La maison de mon grand-père

ella

Inspiré par une vieille rédac'. Image par Michel Rouhana

La maison de mon grand-père est une grande bâtisse de pierre nichée dans un coin de la montagne libanaise. On y accède en passant devant le restaurant Mounir qui, les rues n'ayant pas de nom, sert aussi de repère aux taxis que mes parents appellent lorsque nous descendons à Beyrouth. Il faut ensuite longer une rue poussiéreuse pour arriver à une route, souvent déserte, bordée de majestueux pins tournesol. Sur la gauche de cette route, une pente pavée ; puis encore à gauche, une impasse. Al chmen ou al chmen disent mes parents au taxi. A gauche et à gauche.

━━━━━━━━━━━━━━━━━━━━━━━━━━━━━━

**Consigne écrite A**
Dans le texte sur la maison du grand-père, quel endroit sert de repère aux taxis ?
**Consigne écrite B**
Prolongez le récit sur la maison du grand-père après sa dernière phrase.
Les enregistrements ne sont pas utiles ici.

(Entrées de la collection)
━━━━━━━━━━━━━━━━━━━━━━━━━━━━━━

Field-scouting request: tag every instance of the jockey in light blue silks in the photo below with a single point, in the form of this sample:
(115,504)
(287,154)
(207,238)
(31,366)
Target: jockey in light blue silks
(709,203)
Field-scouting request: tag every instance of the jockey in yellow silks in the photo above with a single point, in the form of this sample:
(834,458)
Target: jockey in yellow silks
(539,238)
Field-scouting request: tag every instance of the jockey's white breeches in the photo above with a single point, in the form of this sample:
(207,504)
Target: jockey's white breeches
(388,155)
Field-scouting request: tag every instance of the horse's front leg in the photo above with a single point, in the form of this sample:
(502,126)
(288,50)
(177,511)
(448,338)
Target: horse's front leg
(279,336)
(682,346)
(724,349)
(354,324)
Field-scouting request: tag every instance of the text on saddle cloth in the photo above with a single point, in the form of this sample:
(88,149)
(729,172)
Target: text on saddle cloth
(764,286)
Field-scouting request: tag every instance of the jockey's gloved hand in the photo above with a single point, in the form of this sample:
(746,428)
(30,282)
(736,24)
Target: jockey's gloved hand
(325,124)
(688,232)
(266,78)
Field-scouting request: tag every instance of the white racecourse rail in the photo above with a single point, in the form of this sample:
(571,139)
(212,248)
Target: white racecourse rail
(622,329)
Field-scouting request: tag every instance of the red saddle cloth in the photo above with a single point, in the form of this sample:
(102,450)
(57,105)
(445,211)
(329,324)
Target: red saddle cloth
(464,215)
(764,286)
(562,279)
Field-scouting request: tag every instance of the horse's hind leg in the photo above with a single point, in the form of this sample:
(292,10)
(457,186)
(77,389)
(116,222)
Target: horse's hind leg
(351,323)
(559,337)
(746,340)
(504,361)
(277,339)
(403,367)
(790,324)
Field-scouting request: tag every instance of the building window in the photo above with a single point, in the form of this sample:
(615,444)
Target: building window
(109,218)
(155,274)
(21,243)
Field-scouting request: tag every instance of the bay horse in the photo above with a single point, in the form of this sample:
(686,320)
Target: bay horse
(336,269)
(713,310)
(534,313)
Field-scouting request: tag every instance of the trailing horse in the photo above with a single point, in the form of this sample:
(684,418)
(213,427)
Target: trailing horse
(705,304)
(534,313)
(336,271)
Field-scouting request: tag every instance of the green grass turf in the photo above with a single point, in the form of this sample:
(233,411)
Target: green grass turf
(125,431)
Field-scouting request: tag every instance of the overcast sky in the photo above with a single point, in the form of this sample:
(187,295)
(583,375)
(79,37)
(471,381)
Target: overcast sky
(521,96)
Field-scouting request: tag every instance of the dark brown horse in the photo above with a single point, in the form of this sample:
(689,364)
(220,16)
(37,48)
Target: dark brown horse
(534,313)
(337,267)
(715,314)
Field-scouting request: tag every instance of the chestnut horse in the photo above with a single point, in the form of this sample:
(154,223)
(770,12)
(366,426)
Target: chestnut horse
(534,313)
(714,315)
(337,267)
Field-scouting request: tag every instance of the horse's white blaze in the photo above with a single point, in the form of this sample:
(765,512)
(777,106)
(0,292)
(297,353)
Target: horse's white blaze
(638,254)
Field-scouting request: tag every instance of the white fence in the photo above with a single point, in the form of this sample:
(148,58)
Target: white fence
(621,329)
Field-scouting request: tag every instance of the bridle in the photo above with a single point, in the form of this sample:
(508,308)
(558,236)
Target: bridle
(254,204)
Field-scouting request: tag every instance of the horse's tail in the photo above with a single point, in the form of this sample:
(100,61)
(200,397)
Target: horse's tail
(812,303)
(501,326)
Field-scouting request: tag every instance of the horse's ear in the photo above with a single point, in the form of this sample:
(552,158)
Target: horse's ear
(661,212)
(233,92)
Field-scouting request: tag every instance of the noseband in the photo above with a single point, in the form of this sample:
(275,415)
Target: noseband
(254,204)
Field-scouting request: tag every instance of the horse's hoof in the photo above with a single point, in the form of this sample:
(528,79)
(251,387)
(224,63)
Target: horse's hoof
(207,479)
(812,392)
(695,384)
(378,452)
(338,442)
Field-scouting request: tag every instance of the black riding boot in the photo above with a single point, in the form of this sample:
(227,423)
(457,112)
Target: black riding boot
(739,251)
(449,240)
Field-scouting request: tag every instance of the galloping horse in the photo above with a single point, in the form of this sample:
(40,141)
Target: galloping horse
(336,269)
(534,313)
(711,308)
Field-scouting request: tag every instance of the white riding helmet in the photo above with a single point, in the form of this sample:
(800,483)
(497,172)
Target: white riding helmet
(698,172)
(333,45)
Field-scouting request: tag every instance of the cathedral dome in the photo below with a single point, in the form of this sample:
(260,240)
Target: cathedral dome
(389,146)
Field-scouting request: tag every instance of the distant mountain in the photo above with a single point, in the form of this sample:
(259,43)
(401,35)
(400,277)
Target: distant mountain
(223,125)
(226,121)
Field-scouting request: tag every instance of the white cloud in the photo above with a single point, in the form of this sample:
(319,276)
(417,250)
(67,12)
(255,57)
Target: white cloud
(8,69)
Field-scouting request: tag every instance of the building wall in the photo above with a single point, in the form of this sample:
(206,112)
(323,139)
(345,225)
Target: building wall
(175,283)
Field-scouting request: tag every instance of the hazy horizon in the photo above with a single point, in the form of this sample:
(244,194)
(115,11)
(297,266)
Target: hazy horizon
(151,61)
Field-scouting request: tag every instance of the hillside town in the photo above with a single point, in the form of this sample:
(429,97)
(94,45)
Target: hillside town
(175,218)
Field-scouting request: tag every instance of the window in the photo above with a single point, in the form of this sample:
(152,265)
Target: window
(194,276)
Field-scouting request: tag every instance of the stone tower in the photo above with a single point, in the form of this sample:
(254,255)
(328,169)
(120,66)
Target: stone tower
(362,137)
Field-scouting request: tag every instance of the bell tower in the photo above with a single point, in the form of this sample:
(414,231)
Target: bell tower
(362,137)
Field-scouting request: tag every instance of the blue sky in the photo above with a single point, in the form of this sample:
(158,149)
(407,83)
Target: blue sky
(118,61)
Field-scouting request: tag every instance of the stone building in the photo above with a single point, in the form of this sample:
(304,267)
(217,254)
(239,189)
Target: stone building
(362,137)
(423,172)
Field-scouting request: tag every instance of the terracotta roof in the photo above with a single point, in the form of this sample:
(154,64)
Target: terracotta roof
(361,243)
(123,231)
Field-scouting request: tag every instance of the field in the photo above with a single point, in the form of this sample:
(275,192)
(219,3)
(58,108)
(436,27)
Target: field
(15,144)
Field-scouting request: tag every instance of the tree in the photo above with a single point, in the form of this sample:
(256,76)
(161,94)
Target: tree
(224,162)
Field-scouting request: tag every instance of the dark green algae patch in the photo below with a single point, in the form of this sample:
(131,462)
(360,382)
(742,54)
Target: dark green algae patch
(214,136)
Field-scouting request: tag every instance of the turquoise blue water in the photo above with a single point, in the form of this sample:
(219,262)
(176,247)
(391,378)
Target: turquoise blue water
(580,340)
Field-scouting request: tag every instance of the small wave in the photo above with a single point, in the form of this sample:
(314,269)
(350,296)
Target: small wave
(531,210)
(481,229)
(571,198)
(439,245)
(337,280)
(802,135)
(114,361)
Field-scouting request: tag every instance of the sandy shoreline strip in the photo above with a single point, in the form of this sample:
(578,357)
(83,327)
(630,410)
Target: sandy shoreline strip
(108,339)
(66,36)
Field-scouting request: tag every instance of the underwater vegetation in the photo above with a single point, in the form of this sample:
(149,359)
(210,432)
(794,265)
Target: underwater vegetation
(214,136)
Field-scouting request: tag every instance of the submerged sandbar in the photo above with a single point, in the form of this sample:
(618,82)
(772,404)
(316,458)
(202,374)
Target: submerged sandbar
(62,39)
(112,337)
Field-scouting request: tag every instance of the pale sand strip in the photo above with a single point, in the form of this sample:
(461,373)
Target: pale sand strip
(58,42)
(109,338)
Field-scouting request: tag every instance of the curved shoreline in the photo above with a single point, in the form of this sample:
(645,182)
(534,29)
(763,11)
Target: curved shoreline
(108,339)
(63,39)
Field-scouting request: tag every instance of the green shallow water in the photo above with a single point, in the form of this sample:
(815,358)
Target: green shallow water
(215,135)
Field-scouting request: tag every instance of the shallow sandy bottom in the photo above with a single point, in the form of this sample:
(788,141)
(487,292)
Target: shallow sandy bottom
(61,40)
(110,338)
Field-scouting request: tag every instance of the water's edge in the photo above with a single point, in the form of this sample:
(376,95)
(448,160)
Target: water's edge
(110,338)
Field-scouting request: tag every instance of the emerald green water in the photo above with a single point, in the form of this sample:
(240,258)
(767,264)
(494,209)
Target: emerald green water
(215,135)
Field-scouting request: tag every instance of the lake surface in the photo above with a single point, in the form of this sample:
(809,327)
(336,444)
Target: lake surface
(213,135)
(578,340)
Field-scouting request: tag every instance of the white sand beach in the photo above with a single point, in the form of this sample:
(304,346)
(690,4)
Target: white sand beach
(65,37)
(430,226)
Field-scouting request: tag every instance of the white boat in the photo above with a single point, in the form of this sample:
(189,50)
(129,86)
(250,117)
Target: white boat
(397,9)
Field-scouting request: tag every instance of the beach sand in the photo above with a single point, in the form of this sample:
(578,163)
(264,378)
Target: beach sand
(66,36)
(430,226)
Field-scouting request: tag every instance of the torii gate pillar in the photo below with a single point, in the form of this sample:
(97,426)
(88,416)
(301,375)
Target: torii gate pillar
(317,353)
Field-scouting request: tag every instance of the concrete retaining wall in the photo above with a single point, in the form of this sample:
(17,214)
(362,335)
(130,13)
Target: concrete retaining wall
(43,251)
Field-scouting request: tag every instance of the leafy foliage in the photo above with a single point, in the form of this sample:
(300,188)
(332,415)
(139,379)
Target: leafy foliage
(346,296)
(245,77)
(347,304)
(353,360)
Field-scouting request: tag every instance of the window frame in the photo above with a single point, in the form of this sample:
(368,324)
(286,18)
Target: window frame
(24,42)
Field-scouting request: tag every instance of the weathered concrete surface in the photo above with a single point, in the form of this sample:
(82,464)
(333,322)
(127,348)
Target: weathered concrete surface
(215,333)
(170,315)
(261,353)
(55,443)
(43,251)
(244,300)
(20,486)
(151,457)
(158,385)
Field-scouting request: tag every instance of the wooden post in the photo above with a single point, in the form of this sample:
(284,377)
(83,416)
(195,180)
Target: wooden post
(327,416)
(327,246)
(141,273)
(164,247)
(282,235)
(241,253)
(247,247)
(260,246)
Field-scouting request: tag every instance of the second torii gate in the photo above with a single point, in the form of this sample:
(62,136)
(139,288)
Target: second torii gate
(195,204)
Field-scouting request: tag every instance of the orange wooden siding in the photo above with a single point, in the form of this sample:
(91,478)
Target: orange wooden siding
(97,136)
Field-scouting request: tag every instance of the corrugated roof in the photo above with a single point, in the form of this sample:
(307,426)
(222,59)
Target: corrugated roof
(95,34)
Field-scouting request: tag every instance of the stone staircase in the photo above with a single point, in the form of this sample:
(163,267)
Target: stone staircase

━━━━━━━━━━━━━━━━━━━━━━━━━━━━━━

**Réponse A**
Le restaurant Mounir sert de repère aux taxis.

**Réponse B**
   La maison est la troisième et dernière de cette impasse, juste en face d'el hét el mlawan, le mur à la fresque, nommé ainsi parce que quelqu'un y a peint une représentation de Guernica de Picasso. Au-delà de l'impasse, s'étend un immense terrain vague avec son sol couvert d'aiguilles qui piquent les pieds lorsqu'on y marche en sandales, sa petite maison de pierres et de tôle qui abrita durant un temps deux ouvriers, et ses bosses qui rendent toute marche impossible après quelques mètres. Le terrain abrite lui aussi de nombreux pins et quand, le matin, je prends mon petit-déjeuner sur la balancelle de la terrasse, j'entends les chants des cigales qui s'y logent.

   La maison elle-même est construite de façon étrange sur le versant de la montagne : le lieu étant en pente, les étages s'empilent vers le bas et sont donc numérotés de un à moins trois, le jardin se trouvant au moins deux. Elle est divisée en deux appartements : le premier étage et le rez-de-chaussée appartiennent à mon grand-père et les trois inférieurs à mon oncle et ma tante. Les deux habitations s'organisent autour d'une grande cage d'escalier entourée de vitres qui laissent apercevoir, au fil des paliers, des bouts de plantes ou de murets du jardin.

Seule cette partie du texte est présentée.